== Passage given ==

English Courses

17TH CENTURY BRITISH LITERATURE ENG 360 CX ENG (4.00 credits)
A survey of selected writers of late Renaissance and 17th century Britain, from the Stuart period through the English Civil War and the Restoration. This tumultuous and action-packed age was filled with unparalleled achievements in the theatre, milestones in publishing, political and religious unrest, the beginnings of global trade, and colonization of the New World. The course will include authors such as Jonson, Donne, Marvell, Wroth, and Milton. This course contributes to the pre-1865 literature requirement. Prerequisites: W tag.
ADVANCED JOURNALISM ENG 410 ENG (4.00 credits)
A project-oriented seminar for long investigative projects. Prerequisites: ENG 201.
ADVANCED STUDIES IN ENGLISH ENG 481 3K ENG (4.00 credits)
A senior seminar focused on the current themes in English studies that incorporates scholarship and methodologies from all of the sub-disciplines: literature, journalism, creative writing, and teaching. The first half of this course will explore different approaches to the course theme and the second half will be a workshop focused on student projects. Prerequisites: COR 2 and ENG 280  or ENG 281 .
ADVANCED WRITING WORKSHOP ENG 476 ENG (4.00 credits)

===
== Stored rows ==

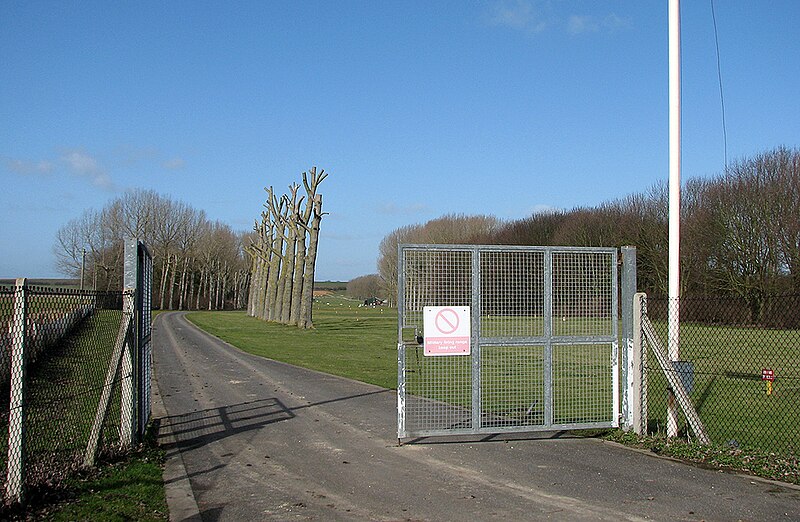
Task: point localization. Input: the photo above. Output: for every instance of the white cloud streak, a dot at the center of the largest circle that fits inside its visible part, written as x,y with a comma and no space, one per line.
174,164
85,166
579,24
522,15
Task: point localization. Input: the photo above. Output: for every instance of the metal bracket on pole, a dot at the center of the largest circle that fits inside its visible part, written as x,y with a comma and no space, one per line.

===

Directions
1. Please repeat the part of the course listings that opens with the words containing "English Courses" and closes with "Prerequisites: ENG 201.".
2. Answer these questions from the course listings:
(a) Which course is described as a project-oriented seminar for long investigative projects?
(b) What requirement does the 17th century British literature course contribute to?
(c) What will the second half of Advanced Studies in English be?

Solutions in order
1.
English Courses

17TH CENTURY BRITISH LITERATURE ENG 360 CX ENG (4.00 credits)
A survey of selected writers of late Renaissance and 17th century Britain, from the Stuart period through the English Civil War and the Restoration. This tumultuous and action-packed age was filled with unparalleled achievements in the theatre, milestones in publishing, political and religious unrest, the beginnings of global trade, and colonization of the New World. The course will include authors such as Jonson, Donne, Marvell, Wroth, and Milton. This course contributes to the pre-1865 literature requirement. Prerequisites: W tag.
ADVANCED JOURNALISM ENG 410 ENG (4.00 credits)
A project-oriented seminar for long investigative projects. Prerequisites: ENG 201.

2.
(a) Advanced Journalism, ENG 410
(b) The pre-1865 literature requirement
(c) A workshop focused on student projects